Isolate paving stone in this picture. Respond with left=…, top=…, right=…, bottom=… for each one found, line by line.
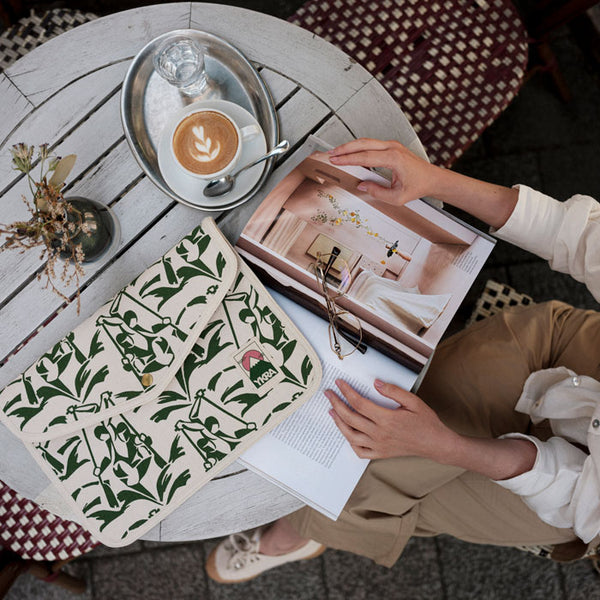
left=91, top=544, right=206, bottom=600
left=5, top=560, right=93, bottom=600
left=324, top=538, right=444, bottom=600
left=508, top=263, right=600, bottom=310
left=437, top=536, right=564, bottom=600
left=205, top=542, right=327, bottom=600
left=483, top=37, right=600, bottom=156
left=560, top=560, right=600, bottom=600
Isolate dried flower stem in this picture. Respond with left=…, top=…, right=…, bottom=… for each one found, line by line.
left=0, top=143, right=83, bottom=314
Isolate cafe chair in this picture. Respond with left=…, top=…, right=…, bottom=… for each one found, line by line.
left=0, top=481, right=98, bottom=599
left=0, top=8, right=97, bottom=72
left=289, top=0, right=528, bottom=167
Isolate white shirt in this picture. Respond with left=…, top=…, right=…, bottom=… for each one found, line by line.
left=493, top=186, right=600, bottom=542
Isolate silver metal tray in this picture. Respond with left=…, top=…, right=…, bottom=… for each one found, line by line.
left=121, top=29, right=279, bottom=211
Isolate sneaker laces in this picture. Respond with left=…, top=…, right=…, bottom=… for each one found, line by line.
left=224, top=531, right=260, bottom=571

- - - - -

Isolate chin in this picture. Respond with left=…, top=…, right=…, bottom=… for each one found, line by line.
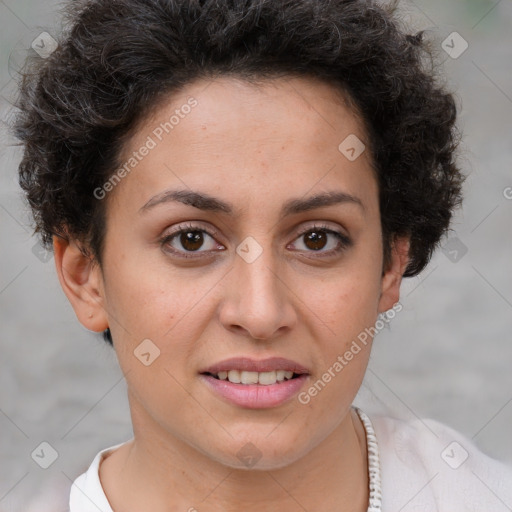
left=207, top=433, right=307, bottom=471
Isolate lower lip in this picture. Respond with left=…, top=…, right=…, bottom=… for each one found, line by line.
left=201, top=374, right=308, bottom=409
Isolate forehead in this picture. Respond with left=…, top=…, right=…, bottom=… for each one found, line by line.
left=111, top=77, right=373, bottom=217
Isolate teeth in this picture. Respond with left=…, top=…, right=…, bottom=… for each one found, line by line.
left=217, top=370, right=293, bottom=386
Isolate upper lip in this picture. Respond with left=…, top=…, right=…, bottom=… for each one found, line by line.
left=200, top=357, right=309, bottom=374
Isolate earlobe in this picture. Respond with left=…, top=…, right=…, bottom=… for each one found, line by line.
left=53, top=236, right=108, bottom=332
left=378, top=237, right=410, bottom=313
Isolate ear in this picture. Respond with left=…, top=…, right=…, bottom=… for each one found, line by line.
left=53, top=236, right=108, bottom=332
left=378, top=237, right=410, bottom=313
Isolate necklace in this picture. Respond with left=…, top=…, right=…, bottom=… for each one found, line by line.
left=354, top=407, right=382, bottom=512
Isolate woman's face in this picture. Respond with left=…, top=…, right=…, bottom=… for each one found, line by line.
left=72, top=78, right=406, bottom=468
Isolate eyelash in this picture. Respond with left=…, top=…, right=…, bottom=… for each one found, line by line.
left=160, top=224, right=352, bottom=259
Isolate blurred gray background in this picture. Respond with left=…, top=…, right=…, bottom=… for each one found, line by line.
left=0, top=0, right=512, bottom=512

- - - - -

#### [Task to complete]
Rewrite the records as a numbered list, from the line containing "Isolate eyelash in" through the line containing "left=0, top=0, right=512, bottom=512", leaving out any blank lines.

#### [Exercise response]
1. Isolate eyelash in this picture. Respond with left=…, top=…, right=…, bottom=… for each one found, line by line.
2. left=160, top=224, right=352, bottom=259
3. Isolate blurred gray background in this picture. Respond with left=…, top=…, right=…, bottom=… for each one found, line by line.
4. left=0, top=0, right=512, bottom=512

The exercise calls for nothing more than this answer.